• **Data for analysis**:
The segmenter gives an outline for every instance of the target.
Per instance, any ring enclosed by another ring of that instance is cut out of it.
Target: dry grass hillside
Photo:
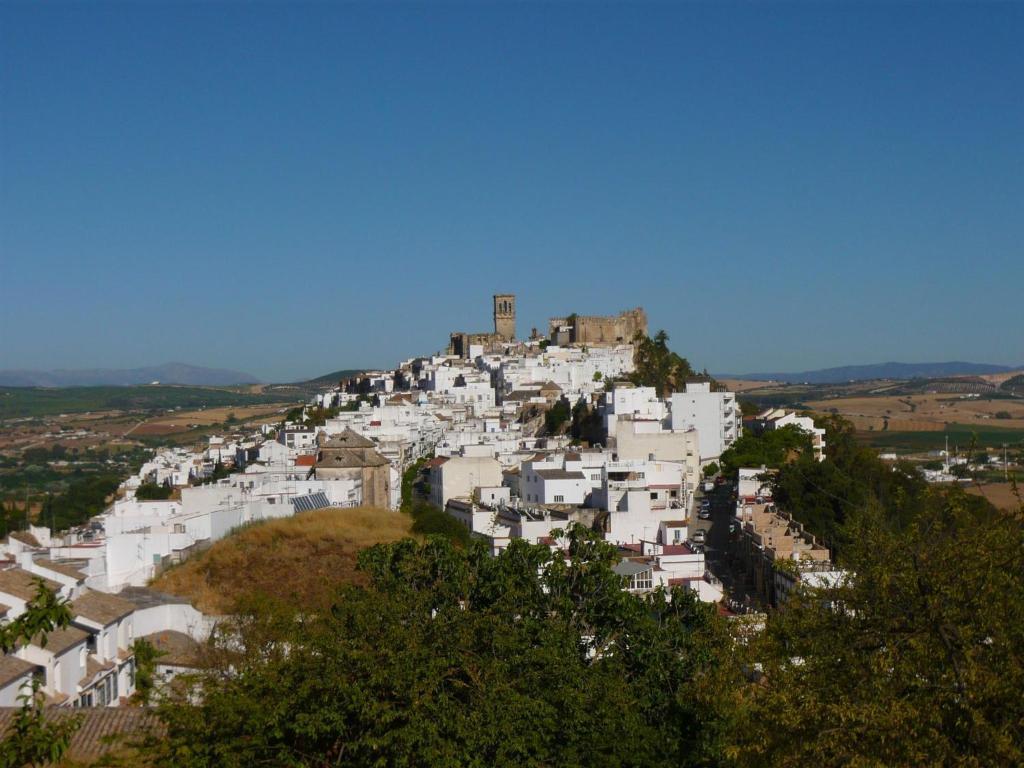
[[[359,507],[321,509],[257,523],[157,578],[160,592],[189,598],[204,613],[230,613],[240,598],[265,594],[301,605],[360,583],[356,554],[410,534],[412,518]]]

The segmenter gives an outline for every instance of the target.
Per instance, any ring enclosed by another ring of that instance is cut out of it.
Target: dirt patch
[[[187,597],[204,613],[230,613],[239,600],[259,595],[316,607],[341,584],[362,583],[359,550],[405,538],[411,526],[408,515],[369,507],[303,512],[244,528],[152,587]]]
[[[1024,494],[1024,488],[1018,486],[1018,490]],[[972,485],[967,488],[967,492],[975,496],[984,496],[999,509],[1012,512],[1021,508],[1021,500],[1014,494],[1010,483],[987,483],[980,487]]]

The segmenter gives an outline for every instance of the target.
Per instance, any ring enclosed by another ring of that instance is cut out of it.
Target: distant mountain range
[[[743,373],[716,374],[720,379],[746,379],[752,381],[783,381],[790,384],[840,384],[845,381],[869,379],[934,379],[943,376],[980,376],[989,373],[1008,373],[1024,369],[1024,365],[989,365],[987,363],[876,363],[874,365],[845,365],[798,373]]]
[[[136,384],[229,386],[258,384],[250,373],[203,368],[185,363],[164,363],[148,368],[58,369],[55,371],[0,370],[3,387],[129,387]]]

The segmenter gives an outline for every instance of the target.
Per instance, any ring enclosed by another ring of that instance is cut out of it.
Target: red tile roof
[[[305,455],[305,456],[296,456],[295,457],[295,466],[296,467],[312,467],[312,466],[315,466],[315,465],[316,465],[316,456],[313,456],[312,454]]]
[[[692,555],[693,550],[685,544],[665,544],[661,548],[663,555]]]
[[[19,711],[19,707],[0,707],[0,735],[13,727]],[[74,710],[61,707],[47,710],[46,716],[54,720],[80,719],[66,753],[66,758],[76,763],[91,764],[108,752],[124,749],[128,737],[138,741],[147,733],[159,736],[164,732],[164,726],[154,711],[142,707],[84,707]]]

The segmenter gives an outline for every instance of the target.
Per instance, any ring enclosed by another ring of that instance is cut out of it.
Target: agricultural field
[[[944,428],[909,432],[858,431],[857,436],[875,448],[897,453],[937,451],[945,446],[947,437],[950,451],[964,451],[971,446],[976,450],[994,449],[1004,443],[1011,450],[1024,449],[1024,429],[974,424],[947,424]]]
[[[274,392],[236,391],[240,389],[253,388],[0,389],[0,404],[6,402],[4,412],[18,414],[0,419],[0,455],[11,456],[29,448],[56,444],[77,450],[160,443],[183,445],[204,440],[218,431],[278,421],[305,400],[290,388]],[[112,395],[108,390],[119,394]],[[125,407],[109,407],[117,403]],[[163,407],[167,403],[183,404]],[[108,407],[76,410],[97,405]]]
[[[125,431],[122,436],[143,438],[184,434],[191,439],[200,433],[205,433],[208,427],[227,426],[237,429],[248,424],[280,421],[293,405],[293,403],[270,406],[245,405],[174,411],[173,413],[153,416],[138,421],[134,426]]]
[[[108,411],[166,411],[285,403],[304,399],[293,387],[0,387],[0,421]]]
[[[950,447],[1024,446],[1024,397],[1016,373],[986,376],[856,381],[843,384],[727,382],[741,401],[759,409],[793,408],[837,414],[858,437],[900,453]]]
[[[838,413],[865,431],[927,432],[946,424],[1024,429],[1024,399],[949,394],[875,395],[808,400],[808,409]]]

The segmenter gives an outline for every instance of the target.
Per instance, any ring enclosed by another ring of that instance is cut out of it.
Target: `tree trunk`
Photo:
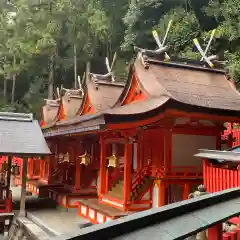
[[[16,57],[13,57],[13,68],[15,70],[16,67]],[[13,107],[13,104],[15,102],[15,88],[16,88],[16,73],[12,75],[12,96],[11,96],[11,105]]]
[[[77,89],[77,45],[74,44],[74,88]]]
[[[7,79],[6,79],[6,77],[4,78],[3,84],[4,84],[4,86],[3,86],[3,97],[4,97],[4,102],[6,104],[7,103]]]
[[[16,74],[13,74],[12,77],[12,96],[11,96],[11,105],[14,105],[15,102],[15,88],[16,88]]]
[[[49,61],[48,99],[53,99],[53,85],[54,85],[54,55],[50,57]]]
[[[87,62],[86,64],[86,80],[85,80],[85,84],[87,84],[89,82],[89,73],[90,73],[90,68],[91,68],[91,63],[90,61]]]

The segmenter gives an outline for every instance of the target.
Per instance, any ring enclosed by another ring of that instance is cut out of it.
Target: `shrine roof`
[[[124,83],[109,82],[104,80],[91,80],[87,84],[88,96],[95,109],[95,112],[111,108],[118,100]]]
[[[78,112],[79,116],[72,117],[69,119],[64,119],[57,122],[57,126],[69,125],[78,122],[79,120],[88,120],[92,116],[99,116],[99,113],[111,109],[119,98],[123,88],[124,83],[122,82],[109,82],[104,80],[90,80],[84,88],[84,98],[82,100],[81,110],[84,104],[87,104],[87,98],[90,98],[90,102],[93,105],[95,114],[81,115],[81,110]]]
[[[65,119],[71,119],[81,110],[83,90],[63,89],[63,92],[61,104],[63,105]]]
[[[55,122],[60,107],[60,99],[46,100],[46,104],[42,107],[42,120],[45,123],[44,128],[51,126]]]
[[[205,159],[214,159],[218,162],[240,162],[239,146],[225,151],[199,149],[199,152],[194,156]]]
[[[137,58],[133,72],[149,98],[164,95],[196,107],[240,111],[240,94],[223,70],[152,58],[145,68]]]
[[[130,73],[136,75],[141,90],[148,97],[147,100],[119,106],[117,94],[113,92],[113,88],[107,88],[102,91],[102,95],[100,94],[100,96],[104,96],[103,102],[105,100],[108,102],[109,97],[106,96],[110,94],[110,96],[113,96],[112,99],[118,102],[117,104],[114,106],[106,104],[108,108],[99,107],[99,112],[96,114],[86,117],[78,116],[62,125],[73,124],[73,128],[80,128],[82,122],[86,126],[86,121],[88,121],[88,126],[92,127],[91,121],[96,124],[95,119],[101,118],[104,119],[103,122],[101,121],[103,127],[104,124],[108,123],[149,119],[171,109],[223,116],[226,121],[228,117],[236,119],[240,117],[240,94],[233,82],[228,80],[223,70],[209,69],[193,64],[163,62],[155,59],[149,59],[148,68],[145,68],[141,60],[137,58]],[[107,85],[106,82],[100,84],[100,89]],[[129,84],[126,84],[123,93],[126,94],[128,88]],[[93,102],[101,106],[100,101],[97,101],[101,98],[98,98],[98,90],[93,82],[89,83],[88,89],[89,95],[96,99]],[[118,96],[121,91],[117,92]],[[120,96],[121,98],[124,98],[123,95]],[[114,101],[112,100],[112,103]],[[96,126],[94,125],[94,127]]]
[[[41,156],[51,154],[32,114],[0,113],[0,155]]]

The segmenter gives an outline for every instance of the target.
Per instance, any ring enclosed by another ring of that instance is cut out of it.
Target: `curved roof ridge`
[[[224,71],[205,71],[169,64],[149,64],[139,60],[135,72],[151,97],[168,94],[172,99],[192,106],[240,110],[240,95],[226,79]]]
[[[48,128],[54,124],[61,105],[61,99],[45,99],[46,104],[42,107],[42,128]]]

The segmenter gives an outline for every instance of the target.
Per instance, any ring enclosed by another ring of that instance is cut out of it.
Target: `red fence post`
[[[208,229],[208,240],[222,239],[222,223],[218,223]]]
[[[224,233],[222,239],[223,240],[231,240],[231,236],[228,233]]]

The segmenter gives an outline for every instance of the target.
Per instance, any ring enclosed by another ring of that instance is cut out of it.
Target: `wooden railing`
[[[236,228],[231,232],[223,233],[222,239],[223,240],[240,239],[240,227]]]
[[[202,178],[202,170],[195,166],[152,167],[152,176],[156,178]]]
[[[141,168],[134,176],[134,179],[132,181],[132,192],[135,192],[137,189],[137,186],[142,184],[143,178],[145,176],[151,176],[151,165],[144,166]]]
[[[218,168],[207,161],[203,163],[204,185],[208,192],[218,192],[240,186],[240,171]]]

• **Goal of the exercise**:
Only the lines from the beginning of the material through the line with "Target: dry grass hillside" should appear in the answer, each copied exactly.

• **Answer space**:
The segmenter gives an outline for every instance of the target.
Per instance, any ring enclosed by another ring of that instance is cut out of it.
Target: dry grass hillside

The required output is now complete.